*** Begin section ***
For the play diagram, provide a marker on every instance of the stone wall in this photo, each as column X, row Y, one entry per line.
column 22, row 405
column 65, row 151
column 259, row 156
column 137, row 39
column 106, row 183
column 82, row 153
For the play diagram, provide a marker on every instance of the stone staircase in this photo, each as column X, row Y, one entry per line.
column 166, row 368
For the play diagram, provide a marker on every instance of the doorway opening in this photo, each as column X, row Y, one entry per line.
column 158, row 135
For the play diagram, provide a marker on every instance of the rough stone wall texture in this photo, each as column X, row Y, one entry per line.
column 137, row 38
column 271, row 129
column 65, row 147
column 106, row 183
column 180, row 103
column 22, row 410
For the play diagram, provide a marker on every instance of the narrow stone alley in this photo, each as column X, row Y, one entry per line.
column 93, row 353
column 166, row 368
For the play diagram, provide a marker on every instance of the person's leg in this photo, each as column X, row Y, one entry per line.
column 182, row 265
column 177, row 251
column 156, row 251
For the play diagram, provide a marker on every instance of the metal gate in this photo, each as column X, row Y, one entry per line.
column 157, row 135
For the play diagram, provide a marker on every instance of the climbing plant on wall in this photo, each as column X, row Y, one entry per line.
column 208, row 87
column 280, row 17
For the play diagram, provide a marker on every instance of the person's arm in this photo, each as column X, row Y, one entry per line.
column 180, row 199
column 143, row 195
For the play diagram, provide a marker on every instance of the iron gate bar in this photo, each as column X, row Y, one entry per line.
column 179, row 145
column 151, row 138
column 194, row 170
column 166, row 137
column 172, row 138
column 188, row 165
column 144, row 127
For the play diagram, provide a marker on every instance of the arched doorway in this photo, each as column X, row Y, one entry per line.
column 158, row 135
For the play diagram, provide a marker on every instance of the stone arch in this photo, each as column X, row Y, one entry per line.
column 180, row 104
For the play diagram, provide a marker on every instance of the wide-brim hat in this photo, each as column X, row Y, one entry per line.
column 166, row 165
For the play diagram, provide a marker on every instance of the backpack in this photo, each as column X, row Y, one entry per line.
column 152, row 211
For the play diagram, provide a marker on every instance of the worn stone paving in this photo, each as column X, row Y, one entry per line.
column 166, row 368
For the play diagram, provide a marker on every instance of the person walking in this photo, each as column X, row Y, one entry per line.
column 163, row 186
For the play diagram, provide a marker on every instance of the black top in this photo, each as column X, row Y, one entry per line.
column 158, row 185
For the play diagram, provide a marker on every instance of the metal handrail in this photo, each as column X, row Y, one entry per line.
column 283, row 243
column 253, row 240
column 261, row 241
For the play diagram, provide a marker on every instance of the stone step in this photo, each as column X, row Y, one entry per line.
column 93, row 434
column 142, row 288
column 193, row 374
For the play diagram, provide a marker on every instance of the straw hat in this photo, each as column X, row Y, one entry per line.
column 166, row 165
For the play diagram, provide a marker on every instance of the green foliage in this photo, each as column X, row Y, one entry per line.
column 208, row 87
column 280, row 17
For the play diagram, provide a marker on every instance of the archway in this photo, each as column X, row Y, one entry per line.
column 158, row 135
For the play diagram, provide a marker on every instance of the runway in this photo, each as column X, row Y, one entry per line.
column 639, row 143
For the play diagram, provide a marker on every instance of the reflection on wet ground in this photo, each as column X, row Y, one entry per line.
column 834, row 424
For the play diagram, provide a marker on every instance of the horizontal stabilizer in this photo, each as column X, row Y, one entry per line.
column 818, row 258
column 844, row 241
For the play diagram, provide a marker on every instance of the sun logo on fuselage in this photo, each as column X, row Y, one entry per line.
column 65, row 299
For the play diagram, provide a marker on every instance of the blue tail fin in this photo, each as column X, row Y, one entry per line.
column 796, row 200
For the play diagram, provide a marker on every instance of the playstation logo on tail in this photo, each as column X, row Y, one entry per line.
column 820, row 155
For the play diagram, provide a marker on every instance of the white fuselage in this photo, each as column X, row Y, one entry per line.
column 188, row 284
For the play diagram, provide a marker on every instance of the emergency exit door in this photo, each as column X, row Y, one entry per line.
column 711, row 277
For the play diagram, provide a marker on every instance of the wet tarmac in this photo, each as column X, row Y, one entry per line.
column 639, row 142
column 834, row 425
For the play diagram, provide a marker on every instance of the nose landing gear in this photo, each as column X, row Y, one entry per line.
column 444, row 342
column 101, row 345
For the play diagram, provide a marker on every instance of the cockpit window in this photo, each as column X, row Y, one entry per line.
*** End section ***
■ TASK:
Copy out the full set of records precisely, leaving nothing out.

■ SOLUTION FOR THIS TASK:
For the play diagram, provide a marker on every instance of the stone wall in this photo, each as column X, row Y, one entry per line.
column 22, row 405
column 65, row 151
column 259, row 156
column 137, row 39
column 106, row 183
column 82, row 153
For the play diagram, provide a marker on every instance of the stone staircase in this photo, each as column X, row Y, one entry per line.
column 166, row 368
For the play diagram, provide a marker on every instance of the doorway opening in this photo, each as column X, row Y, one entry per line.
column 158, row 135
For the play diagram, provide a marker on every instance of the rough stone wall texture in this photo, each as column X, row Y, one entry per line.
column 137, row 38
column 271, row 129
column 65, row 147
column 106, row 183
column 180, row 103
column 22, row 410
For the play diagram, provide a marker on every instance of the narrow stone alley in this photo, each as column X, row Y, one entry per line.
column 93, row 353
column 166, row 368
For the play diagram, provide a marker on every instance of the person's leg in this photo, each as column X, row Y, one entry per line.
column 182, row 265
column 177, row 251
column 156, row 251
For the play diagram, provide a marker on every instance of the metal gate in this photo, each as column X, row Y, one entry per line.
column 157, row 135
For the play diagram, provide a marker on every instance of the climbing plant on wall in this photo, each as column X, row Y, one entry per line.
column 208, row 87
column 280, row 17
For the play diagram, provide a marker on every instance of the person's arm in this photo, each as column X, row Y, one entry per line.
column 180, row 199
column 143, row 195
For the play diagram, provide a marker on every instance of the iron gate bar in this photo, each as column X, row Y, one entry per line.
column 179, row 145
column 151, row 138
column 194, row 170
column 166, row 137
column 172, row 138
column 188, row 165
column 144, row 127
For the play diagram, provide a marker on every instance of the arched doorway in this photo, each as column X, row Y, one entry per line.
column 158, row 135
For the play diagram, provide a marker on every instance of the stone arch in this photo, each as column X, row Y, one entry per line.
column 180, row 104
For the play diagram, provide a marker on every instance of the wide-brim hat in this photo, each as column X, row Y, one entry per line.
column 166, row 165
For the play diagram, provide a marker on every instance of the backpack in this photo, each as column X, row Y, one entry per line.
column 152, row 211
For the play diagram, provide a marker on every instance of the worn stone paving in this photo, each as column X, row Y, one entry per line.
column 166, row 368
For the play diagram, provide a marker on every instance of the person walking in this photo, each as column X, row Y, one entry per line.
column 163, row 186
For the play diagram, provide a marker on every instance of the black top in this photo, each as column X, row Y, one entry per line.
column 158, row 185
For the play diagram, provide a marker on every instance of the metal handrail in this photo, each as column X, row Y, one entry per line.
column 283, row 243
column 253, row 240
column 261, row 241
For the play diagram, provide a marker on every instance of the stone step in this photo, each as column X, row Y, one entry per line.
column 93, row 434
column 142, row 288
column 193, row 374
For the play diagram, provide a marker on every instance of the straw hat in this photo, each as column X, row Y, one entry per line.
column 166, row 165
For the play diagram, provide a marker on every instance of the green foliage in this photo, each as column X, row Y, one entry per line.
column 208, row 87
column 280, row 17
For the play diagram, provide a marker on every instance of the archway in this photo, each as column X, row Y, one entry per line.
column 158, row 135
For the play diagram, provide a marker on every instance of the runway in this photo, each as column X, row Y, one entry per line.
column 639, row 143
For the play diagram, provide a marker on every instance of the reflection on wet ground in this photo, each as column X, row Y, one entry per line.
column 834, row 424
For the play diagram, provide a marker on every instance of the horizontal stabilizer in this photo, each as column X, row Y, one entry per line.
column 818, row 258
column 844, row 241
For the play diagram, provide a marker on every instance of the sun logo on fuselage in this photo, each as column X, row Y, one entry per line.
column 65, row 299
For the play diagram, provide a marker on every instance of the blue tail fin in this photo, each as column X, row Y, one entry per line.
column 796, row 200
For the play diagram, provide a marker on every instance of the playstation logo on tail in this photo, each as column X, row Y, one entry per line.
column 820, row 155
For the play diagram, provide a marker on every instance of the white fuselage in this photo, each as column X, row Y, one entry per line.
column 188, row 284
For the play diagram, provide a marker on every instance of the emergency exit door in this photo, each as column X, row Y, one entry per line.
column 711, row 277
For the play diagram, provide a marker on every instance of the wet tarmac in this photo, each as column X, row Y, one entry per line.
column 639, row 142
column 834, row 425
For the play diagram, provide a marker on every instance of the nose landing gear in this photo, each as column X, row Y, one entry per line.
column 444, row 342
column 101, row 345
For the play diagram, provide a marker on every instance of the cockpit window in this photo, each as column X, row Y, one entry per line.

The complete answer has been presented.